A warehouse contacted us about a stand-up reach truck that had developed a terrifying habit: when the operator would tilt the mast back to carry a load at height, the carriage would slowly, silently drift forward. It was only a few inches, but when you are stacking a pallet twenty feet in the air, a two-inch forward drift completely shifts the center of gravity and makes the truck feel incredibly unstable.
The natural assumption is that the tilt cylinders are bypassing fluid internally-meaning the seals inside the cylinder are worn out, allowing fluid to slip past the piston from the high-pressure side to the low-pressure side. However, replacing the seals on reach truck tilt cylinders is a miserable, heavy job, so we wanted to be absolutely sure before tearing into it.
To properly diagnose hydraulic drift, you never just look at the cylinders. You have to isolate the cylinders from the control valve. We disconnected the hydraulic hoses that feed the "rod end" (the port that pressurizes when tilting back) of both tilt cylinders at the valve body. We then placed the open ends of the hoses into a clean bucket, started the truck, and tilted the mast back. We held it in the tilted-back position for five minutes. If fluid had started pouring out of those open hoses while we were holding the lever in the neutral/hold position, it would mean the spool inside the control valve was worn and leaking fluid past its seals. But the hoses were bone dry. The valve was holding pressure perfectly.
Since the valve wasn't leaking, the fluid *had* to be bypassing inside the cylinders. When we finally pulled the tilt cylinders apart, we found that the primary piston seals had developed a slight chunk missing, likely from a microscopic piece of debris that passed through the system months ago. Because reach truck tilt cylinders operate under immense pressure to hold heavy loads at extended reaches, even a tiny nick in that seal creates a path for fluid to bypass, causing the drift. We rebuilt the cylinders with a new seal kit, and the mast locked solid. The diagnostic step of disconnecting the hoses at the valve saved the customer money by proving the expensive valve was still good, ensuring we only bought the parts that were actually broken.

▶ [WHAT YOU WILL DO]: Please answer from the reach truck repair account: what did the technicians find when they pulled the tilt cylinders apart?

▶ [DATASET CONTENT]:
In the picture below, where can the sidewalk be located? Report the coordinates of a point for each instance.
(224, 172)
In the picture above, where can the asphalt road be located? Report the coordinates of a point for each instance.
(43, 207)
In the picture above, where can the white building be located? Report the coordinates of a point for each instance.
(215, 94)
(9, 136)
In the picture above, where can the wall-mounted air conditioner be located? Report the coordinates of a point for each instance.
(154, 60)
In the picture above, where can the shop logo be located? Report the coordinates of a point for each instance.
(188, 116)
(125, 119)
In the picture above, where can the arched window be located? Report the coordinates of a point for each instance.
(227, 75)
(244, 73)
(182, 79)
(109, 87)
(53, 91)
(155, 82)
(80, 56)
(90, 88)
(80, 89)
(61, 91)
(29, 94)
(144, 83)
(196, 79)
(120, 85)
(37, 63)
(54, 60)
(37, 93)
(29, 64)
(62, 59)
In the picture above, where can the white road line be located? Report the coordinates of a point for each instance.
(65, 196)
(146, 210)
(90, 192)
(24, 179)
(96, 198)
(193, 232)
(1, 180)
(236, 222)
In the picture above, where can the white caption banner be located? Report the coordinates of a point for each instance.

▶ [EXERCISE RESULT]: The primary piston seals had a slight chunk missing.